185878 Health Utilty among Community Dwelling Visually Impaired Individuals

Monday, October 27, 2008: 12:45 PM

Kevin D. Frick, PhD , Health Policy and Management, Johns Hopkins Bloomberg School of Public Health, Baltimore, MD
Christine Spencer, ScD , School of Public Affairs, University of Baltimore, Baltimore, MD
Emily W. Gower, PhD , Dana Center, Johns Hopkins University, Baltimore, MD
Jennifer L. Wolff, PhD , Department of Health Policy and Management, Johns Hopkins Bloomberg School of Public Health, Baltimore, MD
John H. Kempen, MD, MHS, MPH, PhD , Center for Preventive Ophthalmology and Biostatistics, University of Pennsylvania, Philadelphia, PA
OBJECTIVES: To determine whether visual impairment and blindness have independent relationships with health utility as measured by a visual analog scale (VAS) or if the relationship is mediated by specific health domains. METHODS: Between 2000 and 2003, Medical Expenditure Panel Survey respondents aged 18 and older were asked the EuroQOL (EQ-5D) questions, including the VAS. Respondents also were asked to report visual impairment or blindness. The analysis included only those aged 40 and over due to the low prevalence of blindness at younger ages. Regression analyses assessed the relationship between visual impairment and the VAS, visual impairment and the five EQ-5D domains, the domains and the VAS response, and the change in the relationship between visual impairment and the VAS when controlling for the domains. RESULTS: Blindness and visual impairment were significantly related to the VAS response when controlling for demographics (B=-5.20, SE=1.32, p=0.0001 and B=-4.64, SE=0.33, p<0.0001 respectively). Visual impairment and blindness were significantly related to each EQ-5D domain (mobility, pain, usual activities, self-care, and anxiety). Each EQ-5D domain was significantly related to the VAS response. When controlling for domains, the relationship between blindness and VAS was completely mediated (B=-0.39, SE=1.00, p=0.70) while the visual impairment relationship was partially mediated (B=-1.77, SE=0.28, p<0.0001). CONCLUSION: While there may be a large health utility upon incident visual impairment, those living with the condition over time may adapt to the condition and have a relatively small loss of utility due to the visual impairment itself rather than the effects of visual impairment.

> [Recorded data]
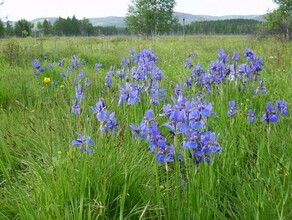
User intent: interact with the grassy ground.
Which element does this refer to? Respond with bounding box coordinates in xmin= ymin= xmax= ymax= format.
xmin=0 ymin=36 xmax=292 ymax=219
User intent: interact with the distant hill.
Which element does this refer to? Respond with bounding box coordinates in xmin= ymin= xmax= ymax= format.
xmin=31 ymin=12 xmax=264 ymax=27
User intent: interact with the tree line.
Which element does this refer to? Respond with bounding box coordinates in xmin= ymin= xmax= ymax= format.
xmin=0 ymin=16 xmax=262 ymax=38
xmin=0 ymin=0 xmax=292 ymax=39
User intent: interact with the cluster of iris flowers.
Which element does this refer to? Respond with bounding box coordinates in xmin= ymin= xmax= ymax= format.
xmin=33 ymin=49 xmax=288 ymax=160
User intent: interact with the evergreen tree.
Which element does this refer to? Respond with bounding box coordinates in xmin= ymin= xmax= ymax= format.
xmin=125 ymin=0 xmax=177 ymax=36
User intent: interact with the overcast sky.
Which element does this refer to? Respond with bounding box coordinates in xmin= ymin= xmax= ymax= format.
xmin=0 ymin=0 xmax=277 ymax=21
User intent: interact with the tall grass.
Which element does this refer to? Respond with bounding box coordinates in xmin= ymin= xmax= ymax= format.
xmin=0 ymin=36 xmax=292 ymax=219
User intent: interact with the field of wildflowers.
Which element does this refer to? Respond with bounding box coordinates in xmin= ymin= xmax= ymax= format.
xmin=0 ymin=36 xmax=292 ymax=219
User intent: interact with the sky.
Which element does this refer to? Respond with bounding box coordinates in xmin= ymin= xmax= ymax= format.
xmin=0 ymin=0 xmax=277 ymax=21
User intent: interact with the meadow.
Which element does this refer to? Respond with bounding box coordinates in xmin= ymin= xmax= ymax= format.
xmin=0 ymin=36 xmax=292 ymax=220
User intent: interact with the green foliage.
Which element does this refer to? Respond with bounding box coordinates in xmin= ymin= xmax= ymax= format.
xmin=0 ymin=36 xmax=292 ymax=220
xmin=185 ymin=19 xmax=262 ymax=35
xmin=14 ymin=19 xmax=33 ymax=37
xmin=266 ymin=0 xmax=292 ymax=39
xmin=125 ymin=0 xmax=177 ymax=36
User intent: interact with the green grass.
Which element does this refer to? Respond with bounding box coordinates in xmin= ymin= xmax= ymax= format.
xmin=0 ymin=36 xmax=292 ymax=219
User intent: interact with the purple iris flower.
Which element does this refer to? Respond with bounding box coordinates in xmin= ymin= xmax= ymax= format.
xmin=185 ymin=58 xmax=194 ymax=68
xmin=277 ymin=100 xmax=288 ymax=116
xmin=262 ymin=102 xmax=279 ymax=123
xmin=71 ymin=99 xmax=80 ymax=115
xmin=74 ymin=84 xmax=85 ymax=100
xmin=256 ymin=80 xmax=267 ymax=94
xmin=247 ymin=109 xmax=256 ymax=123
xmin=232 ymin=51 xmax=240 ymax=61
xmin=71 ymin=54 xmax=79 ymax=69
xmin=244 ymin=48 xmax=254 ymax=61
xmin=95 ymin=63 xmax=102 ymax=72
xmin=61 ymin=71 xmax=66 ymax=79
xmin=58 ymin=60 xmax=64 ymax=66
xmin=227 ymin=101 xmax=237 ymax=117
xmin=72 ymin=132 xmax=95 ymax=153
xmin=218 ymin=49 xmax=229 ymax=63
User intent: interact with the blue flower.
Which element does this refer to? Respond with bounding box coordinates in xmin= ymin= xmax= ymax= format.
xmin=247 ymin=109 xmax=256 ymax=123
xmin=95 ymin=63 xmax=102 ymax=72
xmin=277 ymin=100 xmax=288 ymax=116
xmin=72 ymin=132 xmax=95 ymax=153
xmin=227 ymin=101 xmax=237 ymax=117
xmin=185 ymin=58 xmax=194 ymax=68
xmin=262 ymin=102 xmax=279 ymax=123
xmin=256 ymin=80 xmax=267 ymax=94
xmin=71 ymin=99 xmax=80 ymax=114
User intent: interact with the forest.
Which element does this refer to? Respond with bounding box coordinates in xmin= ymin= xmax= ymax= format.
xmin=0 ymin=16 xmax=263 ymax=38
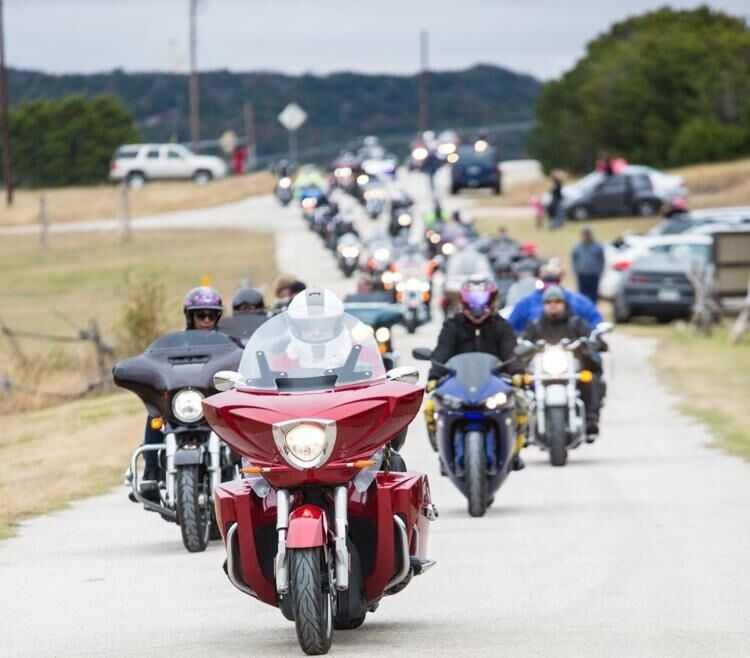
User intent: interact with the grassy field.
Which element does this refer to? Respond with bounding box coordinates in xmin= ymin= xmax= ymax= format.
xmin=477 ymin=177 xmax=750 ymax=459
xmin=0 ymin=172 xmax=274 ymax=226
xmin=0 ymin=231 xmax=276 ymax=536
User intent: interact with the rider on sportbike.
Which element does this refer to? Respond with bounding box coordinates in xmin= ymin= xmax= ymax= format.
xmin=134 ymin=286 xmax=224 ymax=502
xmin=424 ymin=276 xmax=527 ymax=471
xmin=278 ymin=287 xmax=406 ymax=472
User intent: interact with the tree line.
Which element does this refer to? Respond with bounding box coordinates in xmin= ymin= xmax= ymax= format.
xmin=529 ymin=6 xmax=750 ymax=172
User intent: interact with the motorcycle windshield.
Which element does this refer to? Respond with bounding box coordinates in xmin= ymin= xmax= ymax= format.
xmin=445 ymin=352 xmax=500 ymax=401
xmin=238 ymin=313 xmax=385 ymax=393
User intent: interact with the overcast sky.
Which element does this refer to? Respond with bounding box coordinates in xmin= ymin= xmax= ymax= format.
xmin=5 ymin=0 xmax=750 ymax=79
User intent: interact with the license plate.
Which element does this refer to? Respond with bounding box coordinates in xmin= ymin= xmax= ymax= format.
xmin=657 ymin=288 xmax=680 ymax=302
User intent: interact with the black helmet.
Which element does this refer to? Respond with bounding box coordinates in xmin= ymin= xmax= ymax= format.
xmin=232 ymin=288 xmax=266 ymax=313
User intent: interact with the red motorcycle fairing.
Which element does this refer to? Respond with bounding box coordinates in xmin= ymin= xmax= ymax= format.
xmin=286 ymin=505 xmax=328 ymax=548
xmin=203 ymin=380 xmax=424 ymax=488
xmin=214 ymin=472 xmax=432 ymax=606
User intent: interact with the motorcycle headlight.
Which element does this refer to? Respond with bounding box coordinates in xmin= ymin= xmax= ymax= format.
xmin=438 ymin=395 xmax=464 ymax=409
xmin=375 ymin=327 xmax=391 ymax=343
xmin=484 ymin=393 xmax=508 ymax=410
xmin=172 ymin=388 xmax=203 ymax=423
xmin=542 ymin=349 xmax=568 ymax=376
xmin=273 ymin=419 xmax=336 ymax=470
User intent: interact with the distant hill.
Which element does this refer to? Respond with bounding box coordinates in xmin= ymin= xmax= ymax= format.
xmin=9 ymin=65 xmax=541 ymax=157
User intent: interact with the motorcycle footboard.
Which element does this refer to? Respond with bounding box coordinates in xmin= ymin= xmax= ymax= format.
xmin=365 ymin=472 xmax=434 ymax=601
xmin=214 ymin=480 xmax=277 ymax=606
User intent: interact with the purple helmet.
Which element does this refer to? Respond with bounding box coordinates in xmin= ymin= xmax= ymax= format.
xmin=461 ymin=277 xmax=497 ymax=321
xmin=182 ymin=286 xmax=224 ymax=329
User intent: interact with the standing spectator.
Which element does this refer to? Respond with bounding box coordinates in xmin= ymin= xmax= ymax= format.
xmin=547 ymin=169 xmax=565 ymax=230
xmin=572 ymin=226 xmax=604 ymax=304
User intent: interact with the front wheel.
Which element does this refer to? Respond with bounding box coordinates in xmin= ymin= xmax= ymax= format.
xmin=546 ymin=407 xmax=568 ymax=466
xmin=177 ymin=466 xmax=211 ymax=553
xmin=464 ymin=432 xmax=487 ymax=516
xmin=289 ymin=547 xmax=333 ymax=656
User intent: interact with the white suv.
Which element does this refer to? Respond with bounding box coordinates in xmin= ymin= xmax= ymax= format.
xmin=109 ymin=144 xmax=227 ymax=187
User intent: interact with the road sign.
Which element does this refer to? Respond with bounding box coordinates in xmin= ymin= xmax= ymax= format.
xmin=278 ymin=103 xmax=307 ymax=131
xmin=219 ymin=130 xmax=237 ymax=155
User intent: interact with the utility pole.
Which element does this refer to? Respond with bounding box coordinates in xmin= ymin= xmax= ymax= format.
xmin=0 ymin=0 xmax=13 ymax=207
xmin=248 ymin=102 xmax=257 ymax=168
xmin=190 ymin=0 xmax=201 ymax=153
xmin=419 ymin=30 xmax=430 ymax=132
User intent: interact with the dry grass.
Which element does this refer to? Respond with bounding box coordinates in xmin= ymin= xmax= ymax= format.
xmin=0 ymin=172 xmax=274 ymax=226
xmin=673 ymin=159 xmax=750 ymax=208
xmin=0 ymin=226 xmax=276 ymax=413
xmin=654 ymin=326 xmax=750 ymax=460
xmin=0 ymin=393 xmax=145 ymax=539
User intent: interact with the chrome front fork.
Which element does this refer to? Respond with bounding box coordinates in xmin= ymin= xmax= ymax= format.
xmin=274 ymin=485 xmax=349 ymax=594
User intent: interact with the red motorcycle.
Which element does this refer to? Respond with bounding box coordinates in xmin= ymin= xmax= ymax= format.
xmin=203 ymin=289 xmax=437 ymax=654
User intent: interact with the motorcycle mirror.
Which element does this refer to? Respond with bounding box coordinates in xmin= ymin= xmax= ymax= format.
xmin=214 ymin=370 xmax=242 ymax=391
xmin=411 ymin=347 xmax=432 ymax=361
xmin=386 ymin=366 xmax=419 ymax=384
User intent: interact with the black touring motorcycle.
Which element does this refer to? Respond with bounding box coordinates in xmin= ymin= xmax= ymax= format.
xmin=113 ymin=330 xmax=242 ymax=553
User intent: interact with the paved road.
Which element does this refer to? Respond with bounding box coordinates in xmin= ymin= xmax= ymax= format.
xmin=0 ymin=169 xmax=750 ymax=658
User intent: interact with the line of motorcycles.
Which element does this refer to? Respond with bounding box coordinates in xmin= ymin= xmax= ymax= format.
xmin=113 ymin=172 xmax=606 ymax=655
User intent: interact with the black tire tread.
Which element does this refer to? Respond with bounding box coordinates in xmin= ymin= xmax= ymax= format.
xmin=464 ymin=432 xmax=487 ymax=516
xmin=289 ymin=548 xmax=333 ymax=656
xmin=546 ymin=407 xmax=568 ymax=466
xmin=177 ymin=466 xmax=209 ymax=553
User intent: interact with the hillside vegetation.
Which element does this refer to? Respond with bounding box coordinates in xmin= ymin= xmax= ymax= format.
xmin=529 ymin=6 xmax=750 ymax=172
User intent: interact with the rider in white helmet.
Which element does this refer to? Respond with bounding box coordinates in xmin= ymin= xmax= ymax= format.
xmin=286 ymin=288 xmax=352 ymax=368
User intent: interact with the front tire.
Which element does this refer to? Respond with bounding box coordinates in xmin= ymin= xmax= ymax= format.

> [Task instructions]
Answer from the abstract on visual impairment and health utility:
(a) Between which years were Medical Expenditure Panel Survey respondents asked the EuroQOL questions?
(b) From what age up did the analysis include respondents?
(c) When controlling for domains, was the relationship between blindness and the VAS completely or partially mediated?
The data have no role in this exercise.

> [Expected answer]
(a) Between 2000 and 2003.
(b) Age 40 and over.
(c) Completely mediated.